**Zadania:**
**a)** Dokąd według artykułu o meczu Widzewa ze Śląskiem potrzebny był wyjazd, który pomógł w przygotowaniach?
**b)** Wypisz wszystkie kluby piłkarskie wymienione w artykule o meczu Widzewa ze Śląskiem.
**c)** Podejmij artykuł o meczu Widzewa ze Śląskiem od miejsca, w którym się kończy.

**Tekst źródłowy:**
☆ ☆ ☆ ☆ ☆ ☆ ☆
Radosław Mroczkowski: Śląsk ma potencjał i swoją jakość

W drugim sobotnim spotkaniu T-Mobile Ekstraklasy Widzew Łódź zmierzy się na wyjeździe ze Śląskiem Wrocław. Co przed tym meczem ma do powiedzenia trener łodzian Radosław Mroczkowski?

Bartosz Tarnowski
Bartosz Tarnowski

- Na pewno miniony okres przygotowawczy został dobrze przepracowany przez nasz zespół. Jednak uważam, że ostatnie dwa tygodnie, gdzie trafiliśmy na trudne warunki, to był hamulec i na pewno się męczyliśmy. Potrzebny był wyjazd do Uniejowa, co pomogło nam w przygotowaniach. Wszyscy widzą dookoła, że nie ma gdzie pracować - rozpoczął swoją wypowiedź Radosław Mroczkowski, trener Widzewa Łódź.

Co o zespole Śląska Wrocław może powiedzieć szkoleniowiec czterokrotnych mistrzów Polski? - Śląsk w ostatnich meczach jesienią - kiedy mierzył się z Legią i Lechem - pokazał, że ma potencjał i swoją jakość. Widzieliśmy w pierwszej rundzie, że były różne fazy tej drużyny. Na początku złe, a potem złapała jakość i potrafiła wygrać z czołówką i to też o czymś świadczy - przyznał.
Radosław Mroczkowski obawia się ataków skrzydłowych Śląska Wrocław Radosław Mroczkowski obawia się ataków skrzydłowych Śląska Wrocław
Jak przyznał trener łodzian, obawia się on najbardziej ataków skrzydłowych wrocławian. - Wiemy, że skrzydła są dużą siłą Śląska. Wiemy, co potrafią zrobić tacy zawodnicy, jak Waldemar Sobota. Znamy tych zawodników, potrafią zrobić dużo miejsca. Pamiętam mecz z Legią Warszawa, gdzie Jakub Kosecki nas obiegał. Musimy być dobrze skoncentrowani i wyczuleni na te działania. Mamy grać to, co sobie założymy i żeby przeciwdziałać naszym błędom - mówił podczas piątkowej konferencji.
☆ ☆ ☆ ☆ ☆ ☆ ☆
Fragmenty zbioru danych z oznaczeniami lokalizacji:

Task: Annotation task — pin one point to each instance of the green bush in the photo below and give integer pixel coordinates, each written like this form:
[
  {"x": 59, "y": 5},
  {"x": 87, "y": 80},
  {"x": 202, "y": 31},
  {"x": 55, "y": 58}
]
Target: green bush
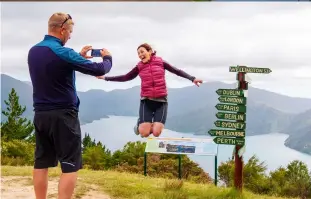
☆ ☆ ☆ ☆ ☆ ☆ ☆
**Odpowiedzi do zadań:**
**a)** Do Uniejowa.

**b)** Widzew Łódź, Śląsk Wrocław, Legia Warszawa, Lech

**c)**
Podczas przygotowań do meczu ze Śląskiem Wrocław w treningach łodzian udziału nie brał ich kluczowy obrońca, Thomas Phibel, który był przeziębiony. Czy w sobotnim meczu będzie mógł zagrać? - Jak to bywa z takimi sytuacjami, jest an pewno zagrożenie. Wierzymy, że uda się tak zadziałać, że będziemy mieli tego zawodnika do meczu. Ale nie wiem tego na 100 procent - powiedział. - Natomiast sprawa z Okcahim jest jasna. Spóźnił się na przygotowania i nadrabia zaległości. Chcemy mieć tego zawodnika, bo wiemy, jak cenny jest dla naszego zespołu, ale musi być przygotowany - dodał trener Widzewa.

Poza wspomnianą powyżej dwójką na pewno nie zagra też wracający po kontuzji kapitan Widzewa Maciej Mielcarz. - Zawodnik jest w treningu. Wiemy, że pracuje bardzo solidnie i nie mamy potrzeby, żeby się śpieszyć. Wiemy, jak poważna była ta kontuzja. Zawodnik jest zdeterminowany i to aż za mocno. Trzeba uważać, żeby nie poszło to za szybko. Nie potrafię powiedzieć na która kolejkę będzie gotowy. Na pewno pracuje, jest coraz częściej z zespołem - powiedział.

Jaki cel stawiają sobie widzewiacy na nadchodzącą rundę? - Cel jest taki, żeby grać jak najlepiej i żeby zająć jak najwyższe miejsce. O to będziemy walczyć, a nie konkretnie o to, lub inne miejsce w tabeli. Na pewno chcemy być wyżej, niż ostatnio. Chcemy, żeby jak najwięcej meczów było dobrej jakości. Mam nadzieję, że będziemy grać lepiej w piłkę, żeby to było widać na boisku i przekładało się to na wyniki - zakończył.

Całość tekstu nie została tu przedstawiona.